Report each line below that contains the word "Category".

(Box annotations for photos)
☆ ☆ ☆ ☆ ☆

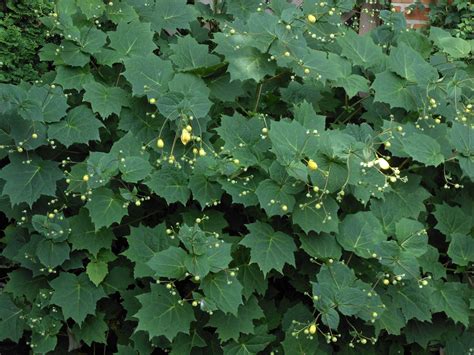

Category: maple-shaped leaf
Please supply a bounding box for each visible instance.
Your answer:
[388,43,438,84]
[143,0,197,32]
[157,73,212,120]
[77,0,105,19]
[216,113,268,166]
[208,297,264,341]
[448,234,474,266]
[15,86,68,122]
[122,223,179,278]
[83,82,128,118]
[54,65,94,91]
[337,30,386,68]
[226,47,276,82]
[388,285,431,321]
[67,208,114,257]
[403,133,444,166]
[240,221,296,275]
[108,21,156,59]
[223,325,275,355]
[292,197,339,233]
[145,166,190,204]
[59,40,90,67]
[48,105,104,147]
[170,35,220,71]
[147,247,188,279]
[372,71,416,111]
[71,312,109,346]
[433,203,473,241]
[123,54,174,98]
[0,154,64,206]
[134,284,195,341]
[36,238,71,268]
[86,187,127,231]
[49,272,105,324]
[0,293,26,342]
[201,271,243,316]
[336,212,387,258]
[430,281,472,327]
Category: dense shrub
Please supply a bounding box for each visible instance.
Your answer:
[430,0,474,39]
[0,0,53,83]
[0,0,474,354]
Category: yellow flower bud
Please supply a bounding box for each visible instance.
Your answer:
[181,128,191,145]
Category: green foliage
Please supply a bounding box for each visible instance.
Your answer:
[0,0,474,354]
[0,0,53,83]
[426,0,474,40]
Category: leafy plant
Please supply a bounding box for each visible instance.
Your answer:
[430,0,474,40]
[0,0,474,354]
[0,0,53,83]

☆ ☆ ☆ ☆ ☆

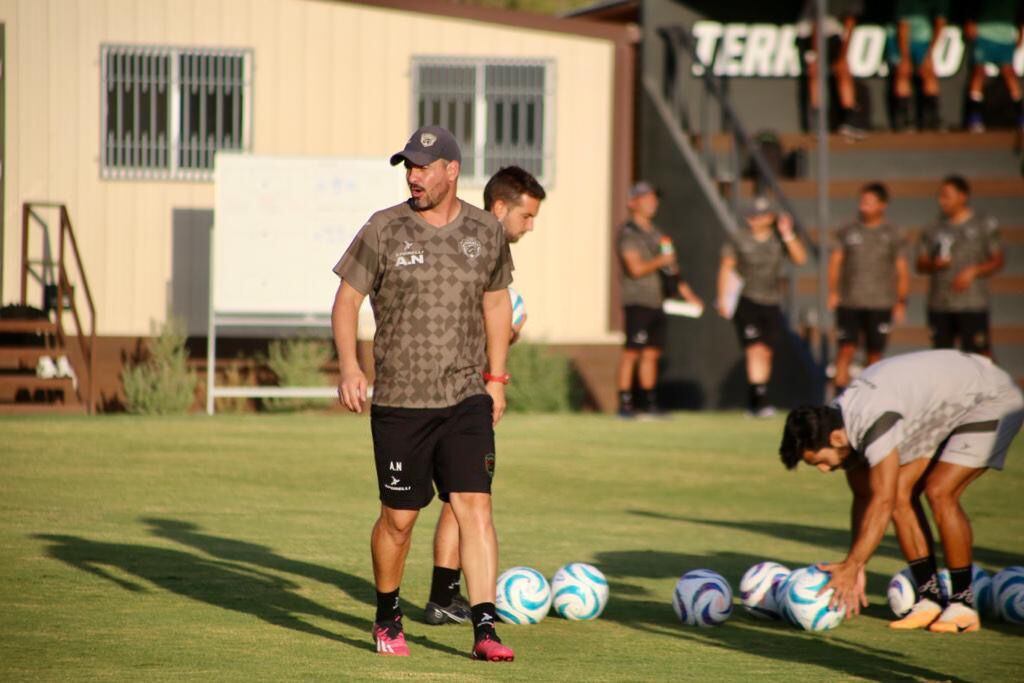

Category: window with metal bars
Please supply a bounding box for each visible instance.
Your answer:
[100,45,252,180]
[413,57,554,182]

☆ ☆ ☆ ☆ ☆

**Result for this task**
Category: maple-shaped leaf
Category: dense shrub
Category: yellow flower bud
Category: green foliage
Category: leafy plant
Category: window with metal bars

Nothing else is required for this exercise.